Collected data entries:
★ ★ ★ ★ ★ ★ ★

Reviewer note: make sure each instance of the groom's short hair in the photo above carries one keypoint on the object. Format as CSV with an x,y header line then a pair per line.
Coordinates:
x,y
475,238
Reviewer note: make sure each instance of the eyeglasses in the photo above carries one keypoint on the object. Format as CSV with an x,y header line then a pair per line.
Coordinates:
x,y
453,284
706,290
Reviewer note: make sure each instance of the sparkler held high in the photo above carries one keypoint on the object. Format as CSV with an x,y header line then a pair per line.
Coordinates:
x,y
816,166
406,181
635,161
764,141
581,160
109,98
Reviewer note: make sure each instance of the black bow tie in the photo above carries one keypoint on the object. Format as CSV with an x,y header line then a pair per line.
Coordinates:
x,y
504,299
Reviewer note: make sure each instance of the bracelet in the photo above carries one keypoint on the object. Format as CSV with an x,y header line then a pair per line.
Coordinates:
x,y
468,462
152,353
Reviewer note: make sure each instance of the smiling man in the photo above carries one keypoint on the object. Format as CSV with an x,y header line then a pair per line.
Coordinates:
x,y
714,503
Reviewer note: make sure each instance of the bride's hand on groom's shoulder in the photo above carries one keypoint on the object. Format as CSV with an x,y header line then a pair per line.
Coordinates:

★ ★ ★ ★ ★ ★ ★

Arrange every line of the records above into a numbered list, omitting any blank lines.

Expected answer:
1. Reviewer note: make sure each instance of the groom's short hair in the photo above carries one keypoint on the object. Format as CSV with an x,y header line then a pair per line.
2. Coordinates:
3. x,y
4. 475,238
5. Reviewer note: make sure each instance of the eyeglasses in the photo above carries one keypoint on the object. Format as CSV with an x,y header line then a pair per line.
6. Coordinates:
7. x,y
8. 453,284
9. 706,290
10. Reviewer note: make sure each instance of the sparkler held high in the photo above carries one keypoint on the object. Format as CSV with an x,y header line then a pair per line.
11. Coordinates:
12. x,y
13. 816,166
14. 406,181
15. 635,161
16. 764,141
17. 581,160
18. 109,98
19. Reviewer note: make sure each instance of the black bow tie in the photo above carries one keypoint on the object. Format as CSV with an x,y header line then a pair per line.
20. Coordinates:
21. x,y
22. 504,299
23. Reviewer note: make sure each instance of the bracelet in the photo above carries one keypoint on the object. Format as CSV with an x,y header line then a pair per line.
24. Coordinates:
25. x,y
26. 468,462
27. 152,353
28. Reviewer note: make sure each instance of the smiling man in the photo above carries one keypoint on the object. Format as CSV with an x,y header line then a pair per line.
29. Coordinates:
30. x,y
31. 714,503
32. Reviewer note: make sure each instance of the bride's hand on groom's shoulder in the photo above carries one keypoint on the object. Format as CSV with an x,y header line then a pair per line.
33. Coordinates:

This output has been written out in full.